[REQUIRED ACTION]
In every line of the records, look for "outline", then report how many lines have it and nothing else.

[Data extracted from a collection]
BEGIN
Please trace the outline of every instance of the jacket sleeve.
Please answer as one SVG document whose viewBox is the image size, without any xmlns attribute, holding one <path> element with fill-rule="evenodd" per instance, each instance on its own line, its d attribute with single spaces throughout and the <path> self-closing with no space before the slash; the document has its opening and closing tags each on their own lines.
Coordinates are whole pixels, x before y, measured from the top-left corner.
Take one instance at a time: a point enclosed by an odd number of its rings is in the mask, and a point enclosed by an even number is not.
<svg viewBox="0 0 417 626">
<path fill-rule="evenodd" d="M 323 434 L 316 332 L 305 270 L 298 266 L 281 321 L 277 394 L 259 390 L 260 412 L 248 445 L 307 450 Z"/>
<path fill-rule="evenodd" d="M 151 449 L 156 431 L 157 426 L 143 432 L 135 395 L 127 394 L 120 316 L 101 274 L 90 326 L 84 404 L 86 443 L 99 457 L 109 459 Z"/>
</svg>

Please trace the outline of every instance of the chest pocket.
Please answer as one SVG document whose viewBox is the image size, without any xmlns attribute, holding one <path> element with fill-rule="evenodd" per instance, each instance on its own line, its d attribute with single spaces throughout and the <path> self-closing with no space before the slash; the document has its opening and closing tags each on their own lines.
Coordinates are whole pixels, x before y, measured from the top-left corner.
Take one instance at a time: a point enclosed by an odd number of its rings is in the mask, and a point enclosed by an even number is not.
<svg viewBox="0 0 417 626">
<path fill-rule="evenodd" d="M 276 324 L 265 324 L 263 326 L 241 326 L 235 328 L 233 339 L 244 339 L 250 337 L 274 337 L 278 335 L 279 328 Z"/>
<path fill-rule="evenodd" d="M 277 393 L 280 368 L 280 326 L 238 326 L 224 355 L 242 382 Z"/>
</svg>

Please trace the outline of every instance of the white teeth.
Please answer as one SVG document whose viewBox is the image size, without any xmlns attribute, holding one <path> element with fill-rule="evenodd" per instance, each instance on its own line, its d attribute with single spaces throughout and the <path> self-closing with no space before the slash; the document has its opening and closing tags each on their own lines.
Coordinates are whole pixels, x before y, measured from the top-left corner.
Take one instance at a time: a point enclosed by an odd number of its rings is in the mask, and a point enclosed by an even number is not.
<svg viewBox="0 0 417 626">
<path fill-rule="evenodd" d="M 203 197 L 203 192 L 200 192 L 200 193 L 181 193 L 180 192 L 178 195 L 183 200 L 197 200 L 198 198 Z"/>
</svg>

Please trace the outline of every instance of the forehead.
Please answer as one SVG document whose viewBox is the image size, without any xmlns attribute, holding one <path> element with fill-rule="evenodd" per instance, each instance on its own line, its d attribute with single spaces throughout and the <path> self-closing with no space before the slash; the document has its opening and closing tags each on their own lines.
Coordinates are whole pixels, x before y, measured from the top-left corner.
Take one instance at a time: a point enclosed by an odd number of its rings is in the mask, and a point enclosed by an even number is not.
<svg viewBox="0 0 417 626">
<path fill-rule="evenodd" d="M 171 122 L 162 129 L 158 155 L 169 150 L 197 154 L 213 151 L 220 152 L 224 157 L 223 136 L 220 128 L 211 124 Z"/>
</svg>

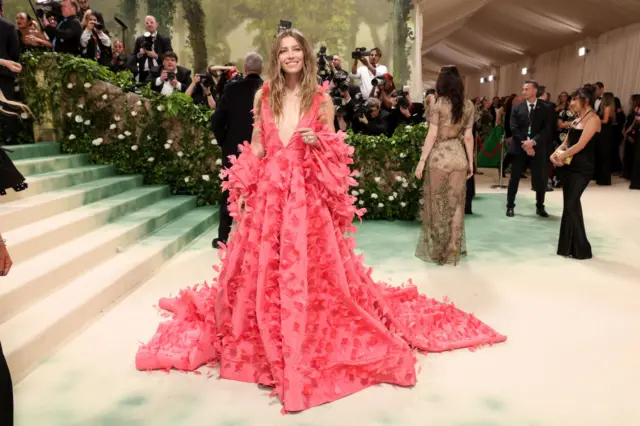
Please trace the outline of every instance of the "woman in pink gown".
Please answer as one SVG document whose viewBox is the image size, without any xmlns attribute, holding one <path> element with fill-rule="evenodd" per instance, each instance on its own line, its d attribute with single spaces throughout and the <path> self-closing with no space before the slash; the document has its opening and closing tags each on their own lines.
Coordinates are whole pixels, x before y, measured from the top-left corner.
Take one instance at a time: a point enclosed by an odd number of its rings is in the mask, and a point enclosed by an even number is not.
<svg viewBox="0 0 640 426">
<path fill-rule="evenodd" d="M 416 349 L 506 339 L 411 284 L 375 282 L 355 254 L 354 149 L 335 132 L 300 32 L 276 38 L 254 116 L 251 145 L 226 171 L 236 226 L 219 276 L 160 301 L 172 318 L 138 350 L 139 370 L 219 364 L 222 378 L 272 387 L 292 412 L 378 383 L 414 385 Z"/>
</svg>

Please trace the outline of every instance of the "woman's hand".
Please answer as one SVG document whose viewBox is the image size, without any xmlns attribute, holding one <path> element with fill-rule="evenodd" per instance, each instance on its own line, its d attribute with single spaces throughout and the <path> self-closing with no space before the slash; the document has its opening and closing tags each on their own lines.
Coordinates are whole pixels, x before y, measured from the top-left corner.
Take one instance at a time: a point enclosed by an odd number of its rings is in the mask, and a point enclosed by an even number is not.
<svg viewBox="0 0 640 426">
<path fill-rule="evenodd" d="M 8 59 L 0 59 L 0 66 L 9 68 L 11 72 L 20 72 L 22 71 L 22 65 L 17 62 L 10 61 Z"/>
<path fill-rule="evenodd" d="M 13 261 L 11 260 L 11 256 L 9 256 L 7 246 L 2 243 L 0 245 L 0 277 L 6 277 L 9 275 L 11 265 L 13 265 Z"/>
<path fill-rule="evenodd" d="M 555 166 L 555 167 L 562 167 L 564 166 L 564 163 L 562 162 L 562 160 L 559 157 L 558 153 L 553 153 L 551 155 L 551 157 L 549 158 L 551 160 L 551 163 Z"/>
<path fill-rule="evenodd" d="M 299 133 L 302 137 L 302 141 L 307 145 L 316 146 L 318 145 L 318 136 L 315 134 L 313 129 L 310 128 L 302 128 L 296 130 L 296 133 Z"/>
<path fill-rule="evenodd" d="M 467 180 L 473 177 L 473 164 L 469 163 L 469 171 L 467 172 Z"/>
<path fill-rule="evenodd" d="M 424 160 L 420 160 L 418 162 L 418 166 L 416 167 L 416 177 L 418 179 L 422 179 L 423 172 L 424 172 Z"/>
</svg>

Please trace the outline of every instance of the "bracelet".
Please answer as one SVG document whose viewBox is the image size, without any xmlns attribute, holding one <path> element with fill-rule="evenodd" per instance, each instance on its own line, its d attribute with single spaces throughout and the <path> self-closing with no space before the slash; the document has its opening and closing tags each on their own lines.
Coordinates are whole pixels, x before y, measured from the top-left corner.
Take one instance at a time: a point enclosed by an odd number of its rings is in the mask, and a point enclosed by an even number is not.
<svg viewBox="0 0 640 426">
<path fill-rule="evenodd" d="M 7 245 L 7 240 L 0 238 L 0 246 L 6 246 Z"/>
</svg>

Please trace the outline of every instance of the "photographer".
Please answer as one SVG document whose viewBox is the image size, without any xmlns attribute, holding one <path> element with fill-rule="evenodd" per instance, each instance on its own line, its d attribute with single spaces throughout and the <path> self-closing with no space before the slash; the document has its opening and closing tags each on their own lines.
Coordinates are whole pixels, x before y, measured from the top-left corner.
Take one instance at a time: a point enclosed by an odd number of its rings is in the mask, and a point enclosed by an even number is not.
<svg viewBox="0 0 640 426">
<path fill-rule="evenodd" d="M 111 62 L 109 63 L 109 69 L 111 71 L 131 71 L 134 78 L 138 75 L 138 64 L 136 64 L 133 55 L 127 53 L 122 40 L 113 41 L 111 56 Z"/>
<path fill-rule="evenodd" d="M 369 59 L 367 59 L 369 55 Z M 371 52 L 366 52 L 364 49 L 356 49 L 351 53 L 353 57 L 353 66 L 351 67 L 351 76 L 353 78 L 360 79 L 360 92 L 364 99 L 369 98 L 373 84 L 371 83 L 374 78 L 383 76 L 389 71 L 384 65 L 380 65 L 380 59 L 382 58 L 382 51 L 380 49 L 373 48 Z M 358 62 L 362 63 L 362 66 L 358 67 Z"/>
<path fill-rule="evenodd" d="M 196 105 L 207 105 L 210 109 L 215 109 L 216 101 L 211 93 L 214 84 L 211 73 L 196 74 L 185 95 L 190 96 Z"/>
<path fill-rule="evenodd" d="M 393 134 L 398 126 L 414 126 L 425 121 L 424 106 L 421 103 L 411 102 L 409 86 L 396 90 L 392 94 L 391 103 L 393 107 L 389 114 L 390 134 Z"/>
<path fill-rule="evenodd" d="M 329 95 L 335 108 L 334 127 L 336 131 L 346 132 L 351 128 L 351 121 L 355 112 L 355 100 L 349 91 L 346 80 L 334 79 L 329 83 Z M 356 90 L 358 90 L 356 88 Z M 362 97 L 359 93 L 360 98 Z"/>
<path fill-rule="evenodd" d="M 184 93 L 191 85 L 191 71 L 178 66 L 178 55 L 165 52 L 162 68 L 154 68 L 148 82 L 153 91 L 165 96 L 170 96 L 175 90 Z"/>
<path fill-rule="evenodd" d="M 224 95 L 224 89 L 228 84 L 235 83 L 243 78 L 240 71 L 238 71 L 238 68 L 236 68 L 236 66 L 231 62 L 226 63 L 224 66 L 212 65 L 209 67 L 209 73 L 211 75 L 218 75 L 216 93 L 214 96 L 216 102 L 220 102 Z"/>
<path fill-rule="evenodd" d="M 389 135 L 389 113 L 382 109 L 379 99 L 369 98 L 365 111 L 356 111 L 353 131 L 369 136 Z"/>
<path fill-rule="evenodd" d="M 20 41 L 16 27 L 2 16 L 4 16 L 4 9 L 0 0 L 0 61 L 3 61 L 3 65 L 0 65 L 0 91 L 4 92 L 9 100 L 15 100 L 16 73 L 21 67 L 13 64 L 20 59 Z M 4 61 L 7 61 L 6 64 Z M 4 139 L 0 140 L 0 145 L 15 143 L 15 134 L 15 118 L 0 115 L 0 136 Z"/>
<path fill-rule="evenodd" d="M 87 10 L 82 18 L 82 36 L 80 46 L 82 57 L 108 66 L 111 62 L 111 39 L 104 32 L 104 25 L 98 22 L 98 17 Z"/>
<path fill-rule="evenodd" d="M 22 52 L 46 51 L 53 47 L 47 36 L 38 31 L 35 21 L 26 12 L 20 12 L 16 15 L 16 27 L 18 27 Z"/>
<path fill-rule="evenodd" d="M 53 43 L 53 51 L 56 53 L 80 54 L 80 37 L 82 37 L 82 25 L 77 18 L 78 4 L 75 0 L 62 0 L 60 3 L 63 19 L 56 23 L 51 17 L 43 16 L 42 24 Z"/>
<path fill-rule="evenodd" d="M 102 28 L 105 28 L 104 17 L 102 16 L 102 13 L 91 7 L 89 5 L 89 0 L 78 0 L 78 20 L 82 21 L 84 19 L 84 15 L 85 13 L 87 13 L 87 10 L 91 10 L 95 17 L 98 19 L 100 25 L 102 25 Z"/>
<path fill-rule="evenodd" d="M 162 56 L 172 52 L 169 37 L 158 34 L 158 22 L 153 16 L 144 18 L 146 32 L 136 38 L 133 54 L 138 58 L 138 81 L 145 82 L 149 72 L 162 63 Z"/>
</svg>

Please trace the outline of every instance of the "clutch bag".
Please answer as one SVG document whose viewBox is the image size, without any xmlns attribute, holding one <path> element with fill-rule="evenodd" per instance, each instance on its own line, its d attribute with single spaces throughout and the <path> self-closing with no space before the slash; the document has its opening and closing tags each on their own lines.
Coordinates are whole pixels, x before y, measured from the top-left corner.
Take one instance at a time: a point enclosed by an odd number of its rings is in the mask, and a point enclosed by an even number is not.
<svg viewBox="0 0 640 426">
<path fill-rule="evenodd" d="M 567 158 L 565 158 L 562 163 L 566 166 L 568 166 L 569 164 L 571 164 L 571 160 L 573 159 L 573 155 L 568 156 Z"/>
</svg>

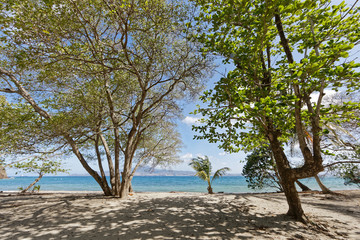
END
[RESULT]
9